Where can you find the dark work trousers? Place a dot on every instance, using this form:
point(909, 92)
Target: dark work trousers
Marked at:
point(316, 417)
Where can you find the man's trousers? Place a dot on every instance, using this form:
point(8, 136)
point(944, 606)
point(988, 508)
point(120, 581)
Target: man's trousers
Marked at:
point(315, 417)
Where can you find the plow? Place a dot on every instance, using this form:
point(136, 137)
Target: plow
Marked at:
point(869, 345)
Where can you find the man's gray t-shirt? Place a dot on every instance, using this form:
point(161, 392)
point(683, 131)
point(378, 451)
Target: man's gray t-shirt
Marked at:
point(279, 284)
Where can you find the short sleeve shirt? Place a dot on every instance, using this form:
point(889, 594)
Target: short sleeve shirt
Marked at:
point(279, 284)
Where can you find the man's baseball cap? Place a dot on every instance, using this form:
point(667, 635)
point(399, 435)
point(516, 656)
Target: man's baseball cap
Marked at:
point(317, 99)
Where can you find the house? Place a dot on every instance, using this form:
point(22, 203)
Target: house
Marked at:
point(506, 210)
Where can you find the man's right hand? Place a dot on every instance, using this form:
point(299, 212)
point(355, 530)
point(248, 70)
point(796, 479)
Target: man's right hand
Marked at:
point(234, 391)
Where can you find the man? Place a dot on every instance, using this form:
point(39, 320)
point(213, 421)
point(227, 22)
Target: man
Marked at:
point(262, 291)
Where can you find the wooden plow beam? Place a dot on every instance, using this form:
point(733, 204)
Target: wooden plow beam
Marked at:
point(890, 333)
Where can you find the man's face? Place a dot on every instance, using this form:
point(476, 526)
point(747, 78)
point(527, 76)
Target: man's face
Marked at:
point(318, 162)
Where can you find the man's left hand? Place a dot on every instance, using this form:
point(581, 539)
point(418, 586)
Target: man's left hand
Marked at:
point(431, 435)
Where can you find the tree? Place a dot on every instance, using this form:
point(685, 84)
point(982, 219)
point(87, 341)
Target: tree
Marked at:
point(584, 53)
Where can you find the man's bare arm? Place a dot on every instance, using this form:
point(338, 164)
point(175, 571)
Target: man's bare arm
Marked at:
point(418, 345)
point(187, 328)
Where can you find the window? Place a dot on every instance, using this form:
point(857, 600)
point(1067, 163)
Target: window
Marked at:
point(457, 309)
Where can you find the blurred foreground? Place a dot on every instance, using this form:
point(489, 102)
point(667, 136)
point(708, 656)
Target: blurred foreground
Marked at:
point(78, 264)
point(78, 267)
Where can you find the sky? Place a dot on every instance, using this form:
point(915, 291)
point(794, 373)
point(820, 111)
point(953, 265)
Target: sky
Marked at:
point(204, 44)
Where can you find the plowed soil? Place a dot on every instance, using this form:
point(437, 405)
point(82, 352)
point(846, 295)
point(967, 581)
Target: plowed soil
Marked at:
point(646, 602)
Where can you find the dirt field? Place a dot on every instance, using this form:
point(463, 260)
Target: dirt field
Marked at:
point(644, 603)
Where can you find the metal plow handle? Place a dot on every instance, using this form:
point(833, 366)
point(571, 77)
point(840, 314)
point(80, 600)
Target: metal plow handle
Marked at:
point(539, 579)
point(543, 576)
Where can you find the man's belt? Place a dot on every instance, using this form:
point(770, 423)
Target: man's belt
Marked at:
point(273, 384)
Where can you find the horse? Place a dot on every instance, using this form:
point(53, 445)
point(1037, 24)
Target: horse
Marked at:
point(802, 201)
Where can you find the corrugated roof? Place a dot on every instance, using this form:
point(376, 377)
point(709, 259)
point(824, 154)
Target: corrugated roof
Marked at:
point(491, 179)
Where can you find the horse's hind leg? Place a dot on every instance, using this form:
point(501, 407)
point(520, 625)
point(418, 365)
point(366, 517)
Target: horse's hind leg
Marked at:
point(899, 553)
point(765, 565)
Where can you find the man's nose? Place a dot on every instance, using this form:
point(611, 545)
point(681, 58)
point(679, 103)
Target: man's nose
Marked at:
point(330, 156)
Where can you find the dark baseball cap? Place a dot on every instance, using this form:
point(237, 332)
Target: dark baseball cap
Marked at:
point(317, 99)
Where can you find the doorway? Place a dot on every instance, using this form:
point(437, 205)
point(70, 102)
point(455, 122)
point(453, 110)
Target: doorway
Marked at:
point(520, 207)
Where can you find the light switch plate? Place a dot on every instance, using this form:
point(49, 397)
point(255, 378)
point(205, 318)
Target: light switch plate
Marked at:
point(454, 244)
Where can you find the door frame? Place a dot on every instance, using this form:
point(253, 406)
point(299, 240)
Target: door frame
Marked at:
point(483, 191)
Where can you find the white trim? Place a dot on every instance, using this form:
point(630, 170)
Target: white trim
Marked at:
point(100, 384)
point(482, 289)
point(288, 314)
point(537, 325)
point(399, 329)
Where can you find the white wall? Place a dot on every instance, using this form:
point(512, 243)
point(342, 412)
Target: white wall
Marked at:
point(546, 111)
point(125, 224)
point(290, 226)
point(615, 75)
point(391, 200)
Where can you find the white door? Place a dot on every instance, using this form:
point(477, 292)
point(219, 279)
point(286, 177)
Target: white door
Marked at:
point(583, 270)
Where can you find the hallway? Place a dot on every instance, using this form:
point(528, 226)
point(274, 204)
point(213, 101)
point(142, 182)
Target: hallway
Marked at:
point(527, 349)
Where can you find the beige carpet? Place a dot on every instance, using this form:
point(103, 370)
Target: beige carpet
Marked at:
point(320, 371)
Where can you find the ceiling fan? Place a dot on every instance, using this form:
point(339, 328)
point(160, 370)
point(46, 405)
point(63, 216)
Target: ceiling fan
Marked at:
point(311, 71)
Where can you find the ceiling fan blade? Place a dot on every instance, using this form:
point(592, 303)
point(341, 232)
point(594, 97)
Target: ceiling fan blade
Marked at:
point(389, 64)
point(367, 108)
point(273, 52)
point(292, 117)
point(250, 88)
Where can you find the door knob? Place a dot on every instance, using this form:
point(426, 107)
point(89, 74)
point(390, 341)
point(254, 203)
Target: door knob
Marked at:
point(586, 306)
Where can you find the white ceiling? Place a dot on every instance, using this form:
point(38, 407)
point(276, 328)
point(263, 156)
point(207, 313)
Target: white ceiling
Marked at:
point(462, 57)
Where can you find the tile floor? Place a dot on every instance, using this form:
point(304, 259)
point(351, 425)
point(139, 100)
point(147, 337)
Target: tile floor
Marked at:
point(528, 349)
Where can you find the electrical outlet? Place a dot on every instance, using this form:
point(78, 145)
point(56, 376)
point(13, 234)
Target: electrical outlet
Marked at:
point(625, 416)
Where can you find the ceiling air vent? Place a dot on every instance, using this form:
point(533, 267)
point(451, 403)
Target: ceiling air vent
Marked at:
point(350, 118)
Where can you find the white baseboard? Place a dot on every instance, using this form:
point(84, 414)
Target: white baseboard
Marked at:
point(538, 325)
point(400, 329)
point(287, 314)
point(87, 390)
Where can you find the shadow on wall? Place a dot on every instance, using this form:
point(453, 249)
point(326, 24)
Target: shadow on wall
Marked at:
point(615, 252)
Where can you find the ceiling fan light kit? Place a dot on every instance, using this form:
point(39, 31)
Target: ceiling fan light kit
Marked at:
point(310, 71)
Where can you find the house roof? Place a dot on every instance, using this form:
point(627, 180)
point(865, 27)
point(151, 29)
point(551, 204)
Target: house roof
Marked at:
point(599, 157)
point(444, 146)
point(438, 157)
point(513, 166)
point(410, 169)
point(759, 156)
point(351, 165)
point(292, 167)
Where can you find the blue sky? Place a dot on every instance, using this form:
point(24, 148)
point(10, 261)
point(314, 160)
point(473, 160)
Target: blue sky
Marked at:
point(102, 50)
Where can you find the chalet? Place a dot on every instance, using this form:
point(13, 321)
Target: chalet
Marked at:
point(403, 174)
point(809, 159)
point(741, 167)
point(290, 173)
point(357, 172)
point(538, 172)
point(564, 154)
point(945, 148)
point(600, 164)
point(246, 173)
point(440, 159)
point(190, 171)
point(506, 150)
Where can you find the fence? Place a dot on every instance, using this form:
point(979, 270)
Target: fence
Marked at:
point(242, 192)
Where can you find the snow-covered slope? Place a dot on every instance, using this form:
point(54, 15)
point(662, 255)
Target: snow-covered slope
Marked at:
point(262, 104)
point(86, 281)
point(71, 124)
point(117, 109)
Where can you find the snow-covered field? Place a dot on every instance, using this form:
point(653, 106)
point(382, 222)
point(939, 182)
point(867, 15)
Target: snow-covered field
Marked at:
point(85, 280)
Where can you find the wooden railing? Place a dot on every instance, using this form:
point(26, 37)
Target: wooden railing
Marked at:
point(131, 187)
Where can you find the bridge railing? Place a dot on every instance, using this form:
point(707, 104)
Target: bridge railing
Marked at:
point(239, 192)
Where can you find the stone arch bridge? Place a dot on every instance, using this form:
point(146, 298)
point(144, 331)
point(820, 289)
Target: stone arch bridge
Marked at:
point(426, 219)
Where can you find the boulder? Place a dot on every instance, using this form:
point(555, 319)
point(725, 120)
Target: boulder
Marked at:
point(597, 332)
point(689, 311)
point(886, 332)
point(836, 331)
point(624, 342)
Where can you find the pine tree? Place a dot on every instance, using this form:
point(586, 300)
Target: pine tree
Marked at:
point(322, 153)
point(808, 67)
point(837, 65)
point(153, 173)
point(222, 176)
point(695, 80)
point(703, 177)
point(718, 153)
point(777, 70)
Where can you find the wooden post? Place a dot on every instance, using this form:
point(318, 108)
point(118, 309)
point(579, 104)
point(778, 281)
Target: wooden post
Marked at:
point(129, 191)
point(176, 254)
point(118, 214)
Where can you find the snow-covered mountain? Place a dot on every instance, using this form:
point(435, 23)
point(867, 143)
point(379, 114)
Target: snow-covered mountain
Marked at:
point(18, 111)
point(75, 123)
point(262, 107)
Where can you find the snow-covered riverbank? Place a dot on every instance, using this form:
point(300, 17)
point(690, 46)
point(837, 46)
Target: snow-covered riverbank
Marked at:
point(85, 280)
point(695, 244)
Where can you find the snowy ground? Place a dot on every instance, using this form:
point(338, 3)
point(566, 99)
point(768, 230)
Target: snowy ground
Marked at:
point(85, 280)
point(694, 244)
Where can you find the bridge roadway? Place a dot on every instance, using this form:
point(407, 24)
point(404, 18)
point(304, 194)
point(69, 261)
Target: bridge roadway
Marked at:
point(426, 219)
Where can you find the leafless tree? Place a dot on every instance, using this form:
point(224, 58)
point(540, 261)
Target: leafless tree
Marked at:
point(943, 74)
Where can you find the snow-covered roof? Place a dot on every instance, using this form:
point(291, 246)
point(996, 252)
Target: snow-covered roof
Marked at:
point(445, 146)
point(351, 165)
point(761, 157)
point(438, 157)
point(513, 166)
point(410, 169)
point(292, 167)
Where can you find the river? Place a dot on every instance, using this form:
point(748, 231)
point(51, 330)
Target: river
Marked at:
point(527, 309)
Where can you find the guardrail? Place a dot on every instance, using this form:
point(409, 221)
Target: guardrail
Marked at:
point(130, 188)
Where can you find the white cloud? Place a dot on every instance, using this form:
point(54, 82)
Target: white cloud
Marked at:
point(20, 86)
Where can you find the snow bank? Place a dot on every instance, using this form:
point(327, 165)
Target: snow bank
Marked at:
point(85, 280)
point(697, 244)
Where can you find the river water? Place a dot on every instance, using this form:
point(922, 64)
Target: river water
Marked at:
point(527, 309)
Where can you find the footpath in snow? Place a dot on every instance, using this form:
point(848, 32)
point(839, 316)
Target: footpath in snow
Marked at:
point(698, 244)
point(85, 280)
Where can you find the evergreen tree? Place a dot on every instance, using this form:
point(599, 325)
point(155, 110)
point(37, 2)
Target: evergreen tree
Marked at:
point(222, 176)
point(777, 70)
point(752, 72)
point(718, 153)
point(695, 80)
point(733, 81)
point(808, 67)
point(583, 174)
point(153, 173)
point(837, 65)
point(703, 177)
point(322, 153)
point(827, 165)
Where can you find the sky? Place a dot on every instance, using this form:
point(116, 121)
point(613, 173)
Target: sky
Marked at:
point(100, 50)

════════

• [Task statement]
Return the lines above, from the one containing "Where can you find the footpath" to the end, exactly as they stand.

• [Answer in full]
Where can you find the footpath in snow? Place a dot on every instance, using this form:
point(848, 32)
point(839, 316)
Target: footpath in snow
Marked at:
point(698, 244)
point(85, 280)
Where can you find the evergreen tree? Place a dot on every instance, using this form:
point(599, 325)
point(155, 110)
point(37, 2)
Target: evergreen tree
Marked at:
point(222, 176)
point(777, 70)
point(752, 72)
point(718, 153)
point(695, 80)
point(733, 81)
point(808, 67)
point(583, 174)
point(153, 173)
point(837, 65)
point(703, 177)
point(322, 153)
point(827, 165)
Where can you find the sky? Place a dot on every instance, using this form:
point(116, 121)
point(613, 173)
Target: sky
Marked at:
point(100, 50)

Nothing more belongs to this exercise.